** EXERCISE DIRECTIONS **
Would you please return every line from the listing that contains the word "mirror"?
══════
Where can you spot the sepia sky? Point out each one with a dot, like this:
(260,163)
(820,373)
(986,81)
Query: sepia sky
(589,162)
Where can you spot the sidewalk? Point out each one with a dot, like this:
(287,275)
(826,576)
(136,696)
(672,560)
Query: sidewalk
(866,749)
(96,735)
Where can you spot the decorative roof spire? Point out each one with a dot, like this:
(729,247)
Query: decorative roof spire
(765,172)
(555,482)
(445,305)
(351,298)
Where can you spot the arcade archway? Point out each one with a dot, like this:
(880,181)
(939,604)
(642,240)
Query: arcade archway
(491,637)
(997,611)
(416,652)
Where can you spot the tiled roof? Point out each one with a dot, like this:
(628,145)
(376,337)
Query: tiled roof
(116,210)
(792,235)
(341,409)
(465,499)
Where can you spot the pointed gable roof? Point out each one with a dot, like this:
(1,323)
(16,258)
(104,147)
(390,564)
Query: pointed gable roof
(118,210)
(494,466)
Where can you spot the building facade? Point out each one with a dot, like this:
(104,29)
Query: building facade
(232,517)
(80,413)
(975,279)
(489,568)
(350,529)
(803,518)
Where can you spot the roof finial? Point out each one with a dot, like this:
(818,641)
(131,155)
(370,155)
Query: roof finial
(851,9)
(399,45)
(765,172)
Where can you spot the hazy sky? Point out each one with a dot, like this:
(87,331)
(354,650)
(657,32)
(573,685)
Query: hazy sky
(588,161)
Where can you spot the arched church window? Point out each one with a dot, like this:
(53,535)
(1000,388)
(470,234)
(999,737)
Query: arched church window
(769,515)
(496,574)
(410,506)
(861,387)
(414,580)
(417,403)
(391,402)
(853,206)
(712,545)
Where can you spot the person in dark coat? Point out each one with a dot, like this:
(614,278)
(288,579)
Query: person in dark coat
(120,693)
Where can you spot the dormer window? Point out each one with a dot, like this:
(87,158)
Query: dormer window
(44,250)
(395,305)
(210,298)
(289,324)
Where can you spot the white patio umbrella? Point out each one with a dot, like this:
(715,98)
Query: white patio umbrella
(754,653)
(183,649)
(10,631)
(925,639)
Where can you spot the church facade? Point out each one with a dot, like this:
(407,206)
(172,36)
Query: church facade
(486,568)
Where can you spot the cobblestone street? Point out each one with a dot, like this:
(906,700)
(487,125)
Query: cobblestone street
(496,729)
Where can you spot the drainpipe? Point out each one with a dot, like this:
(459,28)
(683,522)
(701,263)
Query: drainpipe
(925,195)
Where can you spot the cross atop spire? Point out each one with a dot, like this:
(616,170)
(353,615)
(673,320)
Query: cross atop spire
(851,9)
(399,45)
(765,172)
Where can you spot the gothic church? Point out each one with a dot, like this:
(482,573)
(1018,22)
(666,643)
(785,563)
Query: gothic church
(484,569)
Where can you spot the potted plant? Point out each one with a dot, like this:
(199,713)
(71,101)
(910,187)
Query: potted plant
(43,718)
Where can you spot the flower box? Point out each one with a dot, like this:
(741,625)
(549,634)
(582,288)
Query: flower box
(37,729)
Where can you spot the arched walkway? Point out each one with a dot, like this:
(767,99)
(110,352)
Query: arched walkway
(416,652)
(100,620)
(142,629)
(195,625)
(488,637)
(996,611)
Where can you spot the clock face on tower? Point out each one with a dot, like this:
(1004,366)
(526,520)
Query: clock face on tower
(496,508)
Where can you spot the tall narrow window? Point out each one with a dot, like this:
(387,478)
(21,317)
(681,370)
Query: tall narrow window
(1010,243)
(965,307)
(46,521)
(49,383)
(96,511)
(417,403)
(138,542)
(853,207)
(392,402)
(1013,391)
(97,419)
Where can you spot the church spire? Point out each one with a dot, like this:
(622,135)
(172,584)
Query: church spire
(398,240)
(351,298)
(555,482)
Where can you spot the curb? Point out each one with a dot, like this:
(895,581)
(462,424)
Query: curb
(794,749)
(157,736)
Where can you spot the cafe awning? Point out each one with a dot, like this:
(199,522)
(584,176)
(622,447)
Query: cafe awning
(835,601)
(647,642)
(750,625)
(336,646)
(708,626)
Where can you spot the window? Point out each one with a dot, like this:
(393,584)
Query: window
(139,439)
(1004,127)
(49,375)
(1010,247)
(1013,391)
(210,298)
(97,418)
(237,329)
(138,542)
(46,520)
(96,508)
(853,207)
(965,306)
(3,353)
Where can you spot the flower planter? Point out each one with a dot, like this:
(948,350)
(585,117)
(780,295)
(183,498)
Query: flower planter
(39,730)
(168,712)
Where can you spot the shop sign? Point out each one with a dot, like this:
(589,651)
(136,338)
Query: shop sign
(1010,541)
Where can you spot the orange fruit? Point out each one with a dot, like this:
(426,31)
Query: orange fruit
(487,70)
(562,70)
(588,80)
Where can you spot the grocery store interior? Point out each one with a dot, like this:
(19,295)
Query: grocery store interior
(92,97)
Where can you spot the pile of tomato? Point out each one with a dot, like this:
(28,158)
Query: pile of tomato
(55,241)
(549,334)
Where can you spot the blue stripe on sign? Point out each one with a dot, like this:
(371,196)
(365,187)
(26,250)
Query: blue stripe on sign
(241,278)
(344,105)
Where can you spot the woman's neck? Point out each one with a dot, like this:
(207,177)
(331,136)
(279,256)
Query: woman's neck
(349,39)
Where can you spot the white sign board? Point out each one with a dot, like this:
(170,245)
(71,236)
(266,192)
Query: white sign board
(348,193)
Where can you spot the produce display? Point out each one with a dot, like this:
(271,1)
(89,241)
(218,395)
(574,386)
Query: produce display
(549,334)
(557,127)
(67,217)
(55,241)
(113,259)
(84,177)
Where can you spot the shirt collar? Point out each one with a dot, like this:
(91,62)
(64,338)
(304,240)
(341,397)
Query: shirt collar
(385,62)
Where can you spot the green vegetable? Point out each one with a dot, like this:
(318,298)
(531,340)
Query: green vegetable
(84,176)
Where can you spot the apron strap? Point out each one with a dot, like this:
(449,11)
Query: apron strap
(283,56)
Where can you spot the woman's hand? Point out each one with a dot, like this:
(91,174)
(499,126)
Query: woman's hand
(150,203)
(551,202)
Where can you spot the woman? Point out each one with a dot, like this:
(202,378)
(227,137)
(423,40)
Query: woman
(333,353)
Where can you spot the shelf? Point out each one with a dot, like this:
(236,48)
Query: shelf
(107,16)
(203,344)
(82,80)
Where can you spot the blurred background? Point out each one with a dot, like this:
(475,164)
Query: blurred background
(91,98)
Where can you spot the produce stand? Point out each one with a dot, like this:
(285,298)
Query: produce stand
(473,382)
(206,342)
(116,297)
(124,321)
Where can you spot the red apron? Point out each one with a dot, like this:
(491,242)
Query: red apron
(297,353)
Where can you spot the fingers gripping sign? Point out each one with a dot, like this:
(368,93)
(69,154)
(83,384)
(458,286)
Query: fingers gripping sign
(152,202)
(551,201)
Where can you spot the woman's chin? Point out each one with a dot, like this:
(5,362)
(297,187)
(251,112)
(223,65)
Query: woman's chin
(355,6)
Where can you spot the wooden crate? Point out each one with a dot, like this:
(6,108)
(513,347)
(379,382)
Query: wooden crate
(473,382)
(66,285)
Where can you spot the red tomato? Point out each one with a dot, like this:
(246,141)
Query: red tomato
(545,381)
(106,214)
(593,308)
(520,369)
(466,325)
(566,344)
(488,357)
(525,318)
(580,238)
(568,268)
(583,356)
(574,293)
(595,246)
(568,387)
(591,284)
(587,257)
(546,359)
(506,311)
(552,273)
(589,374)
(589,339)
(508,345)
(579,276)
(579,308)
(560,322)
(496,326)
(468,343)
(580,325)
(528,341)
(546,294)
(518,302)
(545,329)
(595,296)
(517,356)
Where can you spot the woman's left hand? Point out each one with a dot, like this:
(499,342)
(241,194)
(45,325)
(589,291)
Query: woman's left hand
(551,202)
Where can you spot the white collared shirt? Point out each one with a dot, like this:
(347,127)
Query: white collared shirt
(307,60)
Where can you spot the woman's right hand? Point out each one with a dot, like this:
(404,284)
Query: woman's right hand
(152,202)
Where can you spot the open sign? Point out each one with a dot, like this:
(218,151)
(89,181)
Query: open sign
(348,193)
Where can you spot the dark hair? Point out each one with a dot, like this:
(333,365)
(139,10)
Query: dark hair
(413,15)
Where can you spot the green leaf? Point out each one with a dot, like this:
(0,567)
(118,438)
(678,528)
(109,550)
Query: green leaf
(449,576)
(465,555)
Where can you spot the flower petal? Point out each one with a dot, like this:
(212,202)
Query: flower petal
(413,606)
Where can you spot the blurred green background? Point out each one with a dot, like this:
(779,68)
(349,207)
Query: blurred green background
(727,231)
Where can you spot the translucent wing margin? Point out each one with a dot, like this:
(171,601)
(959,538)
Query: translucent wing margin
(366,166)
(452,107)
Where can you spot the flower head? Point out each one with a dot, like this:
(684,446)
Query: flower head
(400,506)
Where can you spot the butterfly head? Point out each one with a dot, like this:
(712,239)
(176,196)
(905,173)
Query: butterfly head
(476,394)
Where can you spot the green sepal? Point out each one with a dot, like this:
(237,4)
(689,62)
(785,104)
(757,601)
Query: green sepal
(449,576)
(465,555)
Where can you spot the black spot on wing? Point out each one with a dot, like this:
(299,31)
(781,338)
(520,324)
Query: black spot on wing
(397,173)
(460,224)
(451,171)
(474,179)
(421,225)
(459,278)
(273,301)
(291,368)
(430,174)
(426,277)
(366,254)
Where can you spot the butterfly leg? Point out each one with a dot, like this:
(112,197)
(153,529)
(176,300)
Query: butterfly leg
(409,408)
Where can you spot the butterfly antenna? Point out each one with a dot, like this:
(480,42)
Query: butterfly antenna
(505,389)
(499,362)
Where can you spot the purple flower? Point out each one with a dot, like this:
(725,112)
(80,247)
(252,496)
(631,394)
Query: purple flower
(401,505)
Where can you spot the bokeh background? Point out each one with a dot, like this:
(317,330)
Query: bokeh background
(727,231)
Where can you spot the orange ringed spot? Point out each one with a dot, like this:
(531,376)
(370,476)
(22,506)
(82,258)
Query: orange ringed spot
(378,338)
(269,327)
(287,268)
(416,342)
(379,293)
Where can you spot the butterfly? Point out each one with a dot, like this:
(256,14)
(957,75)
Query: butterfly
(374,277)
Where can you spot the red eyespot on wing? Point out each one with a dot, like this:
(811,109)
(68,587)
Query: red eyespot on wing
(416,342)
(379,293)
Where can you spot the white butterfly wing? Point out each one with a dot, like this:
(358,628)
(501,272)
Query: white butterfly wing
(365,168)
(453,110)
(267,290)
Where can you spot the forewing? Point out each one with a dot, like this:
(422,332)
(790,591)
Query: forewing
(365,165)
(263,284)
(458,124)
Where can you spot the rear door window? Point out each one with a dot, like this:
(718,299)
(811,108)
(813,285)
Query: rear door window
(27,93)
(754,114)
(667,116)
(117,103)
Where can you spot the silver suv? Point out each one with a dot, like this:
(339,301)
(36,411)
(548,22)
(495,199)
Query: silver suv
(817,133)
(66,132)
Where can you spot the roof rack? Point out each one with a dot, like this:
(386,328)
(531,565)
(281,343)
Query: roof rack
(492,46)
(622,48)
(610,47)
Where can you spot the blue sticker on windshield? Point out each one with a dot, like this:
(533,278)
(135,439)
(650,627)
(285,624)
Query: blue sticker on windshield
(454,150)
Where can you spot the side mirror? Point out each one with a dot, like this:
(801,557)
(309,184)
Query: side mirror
══════
** TASK OUTPUT **
Where can you spot the side mirror? Point out each one with a dot, like this:
Query: side mirror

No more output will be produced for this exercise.